= What is being asked =
Reproduce all of the material below, substituting "marker" for each occurrence of "pin" and leaving everything else unchanged.

>> begin Records provided

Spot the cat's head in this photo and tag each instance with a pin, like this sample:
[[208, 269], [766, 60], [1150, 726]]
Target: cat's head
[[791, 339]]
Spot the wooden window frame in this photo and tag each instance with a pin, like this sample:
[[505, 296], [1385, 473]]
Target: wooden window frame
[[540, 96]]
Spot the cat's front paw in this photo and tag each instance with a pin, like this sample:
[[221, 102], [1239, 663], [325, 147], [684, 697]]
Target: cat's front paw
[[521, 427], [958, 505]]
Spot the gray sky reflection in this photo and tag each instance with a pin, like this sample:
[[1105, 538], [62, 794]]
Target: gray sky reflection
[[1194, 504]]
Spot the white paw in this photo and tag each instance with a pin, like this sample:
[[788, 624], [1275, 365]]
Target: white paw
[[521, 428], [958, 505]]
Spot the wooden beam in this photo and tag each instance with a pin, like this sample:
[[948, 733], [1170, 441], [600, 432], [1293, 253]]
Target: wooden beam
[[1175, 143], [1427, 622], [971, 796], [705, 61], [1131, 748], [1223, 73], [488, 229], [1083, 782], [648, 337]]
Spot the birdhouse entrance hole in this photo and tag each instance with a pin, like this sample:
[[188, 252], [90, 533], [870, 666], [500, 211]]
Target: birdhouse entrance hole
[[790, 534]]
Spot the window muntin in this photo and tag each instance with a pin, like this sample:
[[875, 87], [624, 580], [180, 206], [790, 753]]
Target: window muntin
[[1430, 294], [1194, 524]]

>> end Records provided

= Output below =
Spot the cat's head in this photo and tag each instance with a marker, like this sample:
[[208, 269], [766, 60], [1150, 726]]
Target: cat's head
[[791, 339]]
Spot the wooden window frame in this photo and tag each instance with a marker, like this sample:
[[505, 296], [1385, 473]]
Target: wooden window frame
[[540, 96]]
Spot the cat's front paw in this photo and tag each instance with a marker, like this sample:
[[221, 102], [1239, 663], [325, 147], [684, 697]]
Target: cat's front paw
[[521, 427], [958, 505]]
Spot the gray sky reflection in this photo and tag each instance with a marker, like this sample:
[[1105, 538], [62, 794]]
Target: gray sky reflection
[[1194, 504]]
Spot the white paw in this photo and tag each instance with a marker, like this sample:
[[788, 624], [1275, 365]]
Target: white paw
[[521, 428], [958, 505]]
Spot the wooden beam in this photo and tag each instance with a marker, like this sample:
[[948, 733], [1170, 441], [600, 432], [1293, 253]]
Target: wooden beam
[[1175, 143], [1427, 622], [971, 796], [705, 61], [1131, 748], [1223, 73], [488, 229], [1083, 782], [648, 337]]
Spot the birdhouse entrance hole in this photo and tag each instance with a marker, like this sample:
[[188, 252], [90, 533], [870, 666], [500, 211]]
Target: birdhouse entrance hole
[[790, 534]]
Spot the window muntin in this photo and tag each instance with a marker, like this sample:
[[875, 87], [624, 580], [180, 206], [790, 753]]
Target: window muntin
[[1430, 294], [1194, 524]]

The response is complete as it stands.